**SELECTED EXCERPT:**
** begin **

When a rotor provided with vanes or the like is used to maintain
the fluid in rotation, a free annular space with sufficiently large
radial extension should be left in the majority of cases so that
the tubular particle stream is able to pass without the particles
coming into direct contact with the rotor to any considerable
extent and being subjected to blows thereby.
Finally, it is obvious that some force other than gravity can be
employed to lead the particle stream axially through the chamber
15. In the case of material suited thereto the particles can be
subjected, for example, to magnetic forces, in which case it is not
necessary for the axis of the chamber 15 to be vertical. While the
influence of gravity is important to the transport of the
particles, however, the axis should be vertical since otherwise the
particle tend to collect at the lowest side of the outlet.
The fluid may also be used to increase or decrease the average
velocity at which the particles pass axially through the chamber
15, by imparting to the fluid an axial velocity opposed or
concurrent the direction in which the particles are transported. A
reduction in the average axial velocity of the particles may be
suitable to provide the necessary spreading circumferentially in
the case of contact particles of high density, without the axial
length of the apparatus being too great. An increase in the average
axial velocity may be necessary in order to increase the capacity
of the apparatus in the case of particles whose falling velocity in
the fluid is low, preferably with regard to their falling velocity
in air. In the case of such particles it is often convenient to
convey the particles to and from the apparatus by means of the
fluid. It should be seen, however, that the flow in the fluid is
arranged so that it affects the particle distribution to the part
outlet 20 as little as possible, i.e. so that the axial flow
velocity through the inlet surface 18 of the outlet is either
practically the same at all part outlets 20 or is sufficiently low
to prevent particle distribution from being impaired to any great
extent by varying velocities at the different part outlets.

** end **

**STATED GOAL 1:** Render the rows as a two-column CSV with the columns "prompt" and "polygons", covering everything from the start of the rows through the line holding "[[[88,41],[85,44],[86,45],[100,45],[102,43],[103,43],[103,41]]]", inclusive. Put each request's text and its answer in one quoted field apiece, with line breaks replaced by spaces, and leave out the pictures.
The text and the rows have no connection to each other.

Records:

** begin **

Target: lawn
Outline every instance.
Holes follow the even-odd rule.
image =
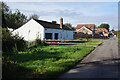
[[[56,78],[93,49],[85,46],[39,46],[16,54],[3,53],[3,77]]]
[[[88,41],[85,44],[86,45],[100,45],[102,43],[103,43],[103,41]]]
[[[73,42],[73,43],[80,43],[81,45],[100,45],[103,43],[103,41],[78,41],[78,42]]]
[[[99,39],[99,38],[90,38],[90,40],[94,41],[94,40],[108,40],[109,38],[106,39]],[[74,39],[74,40],[87,40],[86,38],[80,38],[80,39]]]

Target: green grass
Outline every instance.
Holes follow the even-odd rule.
[[[78,41],[78,42],[73,42],[73,43],[81,43],[81,45],[100,45],[103,43],[103,41]]]
[[[56,78],[93,49],[85,46],[44,46],[17,54],[3,53],[3,73],[10,73],[11,77],[17,73],[28,78]],[[8,76],[3,74],[3,77]]]
[[[86,45],[100,45],[102,43],[103,41],[89,41],[89,42],[86,42],[85,44]]]
[[[120,46],[120,40],[118,41],[118,45]]]
[[[109,38],[106,39],[98,39],[98,38],[90,38],[90,40],[108,40]],[[82,40],[87,40],[86,38],[82,38]]]

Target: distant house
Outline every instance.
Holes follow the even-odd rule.
[[[60,18],[60,24],[31,19],[12,33],[18,34],[26,41],[34,41],[36,38],[73,40],[73,30],[63,25],[63,18]]]
[[[95,32],[95,24],[78,24],[74,29],[77,33],[81,32],[93,35]]]
[[[74,38],[84,38],[85,34],[100,38],[108,37],[109,32],[106,28],[95,28],[95,24],[78,24],[74,27]]]
[[[108,37],[108,34],[109,34],[106,28],[95,28],[95,33],[105,37]]]
[[[95,24],[78,24],[74,27],[74,38],[84,38],[85,34],[94,36]]]

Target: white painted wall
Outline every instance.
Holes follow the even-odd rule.
[[[73,31],[71,30],[45,28],[45,33],[52,33],[52,39],[54,39],[54,34],[58,33],[59,40],[73,40]]]
[[[41,40],[44,38],[44,27],[40,25],[35,20],[31,19],[22,27],[14,30],[13,35],[18,34],[21,37],[24,37],[26,41],[34,41],[37,37]]]
[[[20,37],[24,37],[26,41],[34,41],[37,37],[44,40],[45,33],[52,33],[52,39],[54,39],[54,34],[58,33],[59,40],[73,40],[73,31],[50,28],[45,29],[33,19],[12,32],[13,35],[18,34]]]

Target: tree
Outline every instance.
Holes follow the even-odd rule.
[[[19,10],[15,13],[10,12],[7,14],[6,26],[9,28],[17,29],[27,22],[27,17]]]
[[[114,30],[114,29],[112,29],[111,31],[112,31],[112,32],[114,32],[115,30]]]
[[[19,10],[14,13],[9,9],[9,7],[2,2],[2,27],[17,29],[26,23],[27,17],[22,14]]]
[[[70,29],[72,29],[72,25],[70,23],[66,23],[64,25],[67,26],[67,27],[69,27]]]
[[[57,21],[52,21],[52,23],[56,24],[56,23],[57,23]]]
[[[0,10],[2,10],[2,27],[6,27],[6,15],[9,13],[9,7],[3,3],[0,2],[0,4],[2,4],[2,7]]]
[[[109,31],[110,26],[109,24],[101,24],[99,28],[106,28]]]
[[[39,16],[37,14],[32,14],[28,20],[31,20],[31,19],[36,19],[38,20]]]

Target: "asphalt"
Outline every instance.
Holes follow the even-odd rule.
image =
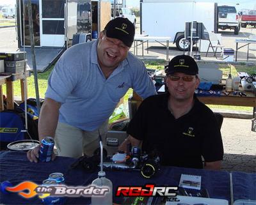
[[[241,33],[239,38],[248,35],[248,31],[244,31],[244,33]],[[256,29],[253,31],[256,32]],[[228,34],[223,38],[227,38],[227,42],[231,41],[230,38],[232,38],[232,43],[230,45],[234,47],[235,46],[234,38],[236,37],[237,36]],[[15,27],[0,28],[0,52],[17,50],[17,45]],[[152,46],[154,45],[155,44],[152,44]],[[166,50],[164,47],[154,48],[151,45],[150,46],[148,54],[147,54],[147,50],[145,50],[144,53],[147,56],[138,57],[144,60],[166,59]],[[132,48],[131,50],[132,52],[133,49]],[[170,58],[181,54],[181,52],[177,50],[174,46],[172,45]],[[243,48],[239,53],[243,61],[239,63],[244,64],[246,54],[246,48]],[[256,52],[252,51],[250,54],[249,61],[246,63],[255,64],[255,56]],[[205,57],[203,57],[203,59],[205,59]],[[213,56],[207,57],[206,59],[216,63],[222,62],[220,59],[216,59]],[[239,59],[239,61],[240,61]],[[252,112],[237,112],[223,110],[214,111],[221,112],[225,117],[221,129],[225,151],[222,169],[228,171],[256,173],[256,133],[251,131]]]

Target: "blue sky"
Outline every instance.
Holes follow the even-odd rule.
[[[157,1],[157,0],[156,0]],[[195,1],[203,1],[203,2],[216,2],[219,4],[230,4],[236,5],[236,4],[239,4],[239,5],[236,5],[237,10],[241,9],[255,9],[256,10],[256,3],[255,0],[196,0]],[[126,0],[126,5],[127,7],[139,7],[140,0]]]
[[[113,1],[113,0],[112,0]],[[117,1],[117,0],[116,0]],[[156,0],[157,1],[157,0]],[[15,4],[15,0],[0,0],[0,5],[3,4]],[[247,8],[256,10],[255,0],[196,0],[196,1],[204,1],[204,2],[216,2],[221,4],[236,4],[237,10]],[[140,7],[140,0],[126,0],[126,4],[127,7]]]

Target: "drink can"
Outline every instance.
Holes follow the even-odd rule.
[[[65,182],[65,179],[63,177],[63,174],[60,172],[52,173],[49,176],[49,179],[54,179],[58,184],[63,184]]]
[[[43,181],[43,186],[51,186],[58,185],[57,181],[52,179],[47,179]],[[65,201],[64,197],[53,197],[49,195],[49,197],[42,199],[44,204],[45,205],[54,205],[54,204],[63,204]]]
[[[39,151],[39,160],[41,162],[50,162],[54,146],[54,140],[52,137],[46,137],[41,142]]]

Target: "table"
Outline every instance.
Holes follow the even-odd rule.
[[[82,168],[68,169],[77,160],[68,157],[57,157],[54,162],[29,162],[25,152],[0,152],[0,181],[10,181],[16,185],[24,181],[31,181],[41,185],[52,172],[62,172],[68,186],[86,186],[97,177],[97,172],[86,172]],[[230,173],[227,171],[207,171],[175,167],[161,167],[152,179],[141,178],[137,171],[106,171],[106,176],[113,185],[113,194],[118,186],[144,186],[154,183],[158,186],[177,186],[181,174],[200,175],[202,187],[208,190],[212,198],[230,201]],[[256,174],[234,172],[232,178],[234,199],[256,199]],[[113,197],[113,202],[121,203],[122,199]],[[68,197],[67,204],[89,204],[90,198]],[[17,193],[9,195],[0,193],[0,203],[4,204],[39,204],[38,197],[26,199]]]
[[[30,72],[26,72],[26,77],[30,76]],[[21,99],[24,101],[24,92],[25,88],[25,75],[23,73],[12,73],[6,76],[0,76],[0,110],[4,110],[4,102],[3,98],[3,88],[2,86],[6,84],[6,103],[8,109],[14,109],[14,98],[13,98],[13,82],[15,80],[20,80],[20,90],[21,90]]]
[[[244,45],[242,45],[241,47],[238,47],[238,43],[246,43]],[[237,61],[237,50],[239,49],[240,49],[241,48],[243,48],[245,46],[248,46],[247,47],[247,57],[246,57],[246,61],[248,61],[248,59],[249,59],[249,45],[250,43],[256,43],[256,40],[249,40],[249,39],[236,39],[236,62]]]
[[[228,95],[221,94],[221,96],[198,96],[200,101],[205,104],[210,105],[223,105],[253,107],[253,121],[252,123],[252,131],[254,130],[254,126],[256,123],[256,96],[252,92],[244,92],[246,96],[234,95],[232,93]],[[142,98],[135,92],[132,94],[132,100],[137,101],[137,107],[142,101]]]
[[[144,43],[147,42],[147,47],[148,47],[148,41],[155,41],[166,47],[166,61],[168,61],[169,59],[169,42],[171,41],[171,37],[170,36],[145,36],[143,34],[134,36],[134,54],[136,55],[138,54],[138,46],[142,44],[142,56],[143,56],[144,55],[143,44]],[[138,42],[142,42],[142,43],[138,45]],[[164,45],[163,43],[161,43],[161,42],[166,42],[166,45]],[[135,53],[135,48],[136,50],[136,53]]]

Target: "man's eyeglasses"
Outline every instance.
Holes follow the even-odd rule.
[[[194,76],[176,76],[176,75],[167,75],[168,79],[172,81],[178,81],[180,78],[182,79],[183,81],[185,82],[191,82],[194,79]]]
[[[103,36],[102,39],[104,40],[108,44],[111,45],[111,46],[116,45],[121,50],[128,50],[130,49],[129,47],[124,45],[124,43],[122,42],[122,43],[116,43],[112,40],[106,37],[106,36]]]

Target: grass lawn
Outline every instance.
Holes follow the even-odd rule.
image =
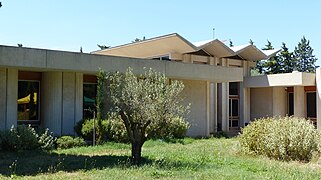
[[[130,166],[130,145],[107,143],[40,151],[0,152],[0,179],[321,179],[321,163],[249,157],[237,139],[148,141],[144,163]]]

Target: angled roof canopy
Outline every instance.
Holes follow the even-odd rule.
[[[173,33],[92,53],[136,58],[152,58],[169,53],[185,54],[200,50],[219,58],[239,56],[244,60],[250,61],[268,59],[271,56],[275,56],[275,54],[280,51],[278,49],[263,51],[251,44],[228,47],[218,39],[191,43],[179,34]]]

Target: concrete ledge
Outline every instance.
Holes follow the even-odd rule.
[[[293,72],[244,78],[244,87],[315,86],[315,74]]]
[[[135,73],[144,67],[165,73],[171,78],[208,80],[213,82],[239,82],[242,68],[201,64],[95,55],[46,49],[0,46],[0,67],[37,71],[71,71],[96,74],[99,67],[106,71],[124,72],[132,67]]]

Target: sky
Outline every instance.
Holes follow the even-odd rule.
[[[0,45],[78,51],[135,38],[178,33],[191,42],[213,38],[258,48],[305,36],[321,65],[319,0],[0,0]],[[213,28],[215,31],[213,33]]]

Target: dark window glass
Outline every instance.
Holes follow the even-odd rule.
[[[84,84],[83,85],[83,118],[89,119],[94,117],[96,112],[96,94],[97,84]]]
[[[231,82],[229,83],[230,95],[239,95],[239,83]]]
[[[307,116],[308,118],[316,118],[316,93],[309,92],[307,93]]]
[[[238,99],[230,99],[230,108],[229,115],[233,117],[239,116],[239,100]]]
[[[39,81],[18,82],[18,120],[39,121]]]
[[[239,121],[232,121],[232,127],[238,127]]]
[[[238,99],[232,100],[232,116],[239,116],[239,101],[238,101]]]
[[[293,93],[288,93],[288,115],[293,116],[294,115],[294,99],[293,99]]]

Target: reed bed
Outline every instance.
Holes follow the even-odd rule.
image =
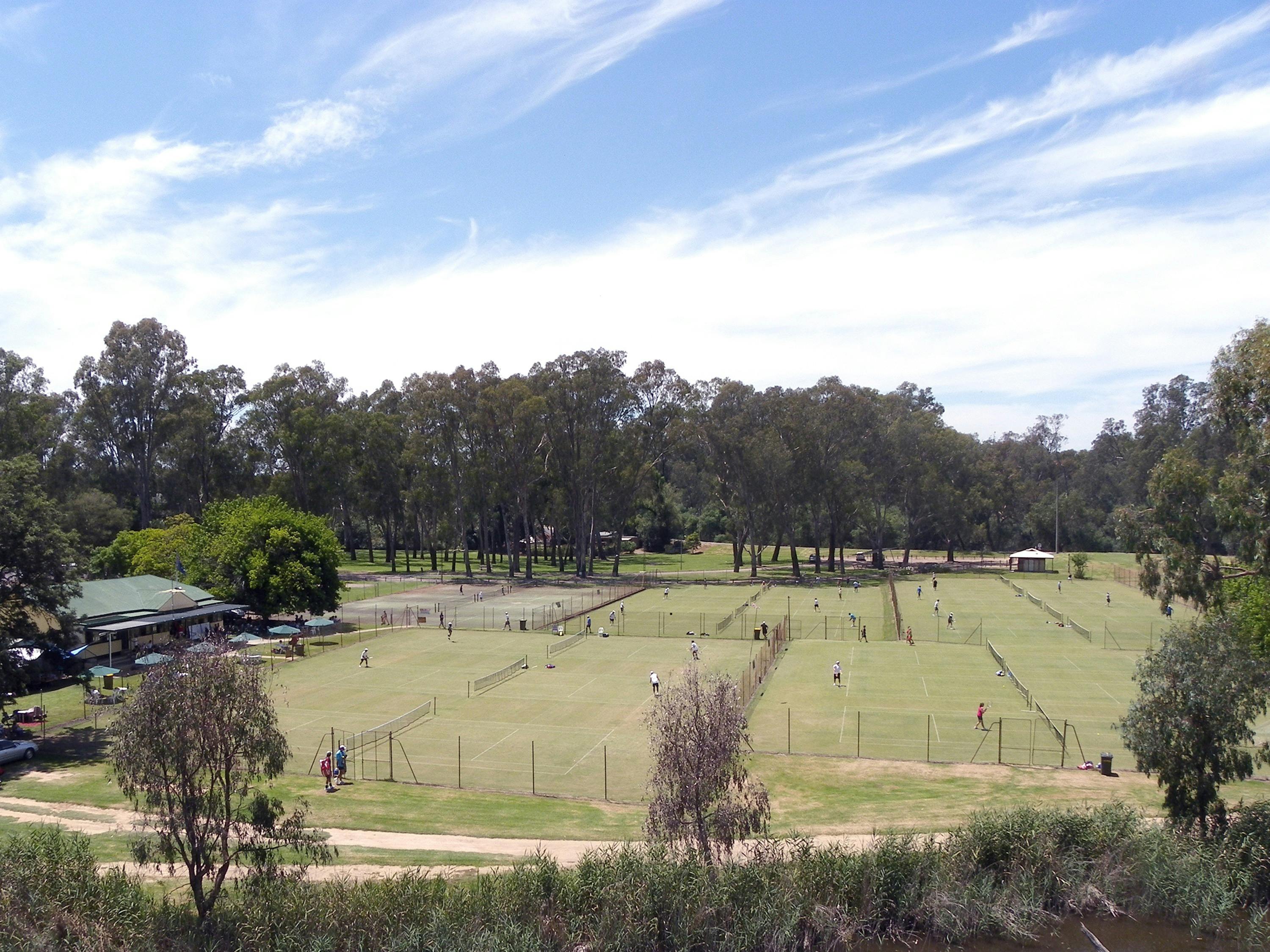
[[[850,949],[880,938],[1024,941],[1067,915],[1154,915],[1270,941],[1270,809],[1201,838],[1123,806],[988,811],[867,849],[761,842],[718,868],[658,847],[546,857],[461,880],[248,878],[202,932],[175,894],[100,872],[88,842],[0,844],[0,946],[278,952]]]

** end **

**STATED GOAL 2:**
Answer these questions from the passage on the particle-stream apparatus:
(a) What kind of force other than gravity does the passage give as an example for leading the particle stream through the chamber?
(b) According to the passage, what happens to the particles if the axis of the chamber is not vertical?
(c) For what kind of particles may an increase in the average axial velocity be necessary in order to increase the capacity of the apparatus?

**WRITTEN SOLUTION 1:**
prompt,polygons
"Target: lawn Outline every instance. Holes follow the even-odd rule. image =","[[[56,78],[93,49],[85,46],[39,46],[16,54],[3,53],[3,77]]] [[[88,41],[85,44],[86,45],[100,45],[102,43],[103,43],[103,41]]]"

**WRITTEN SOLUTION 2:**
(a) Magnetic forces.
(b) They tend to collect at the lowest side of the outlet.
(c) Particles whose falling velocity in the fluid is low.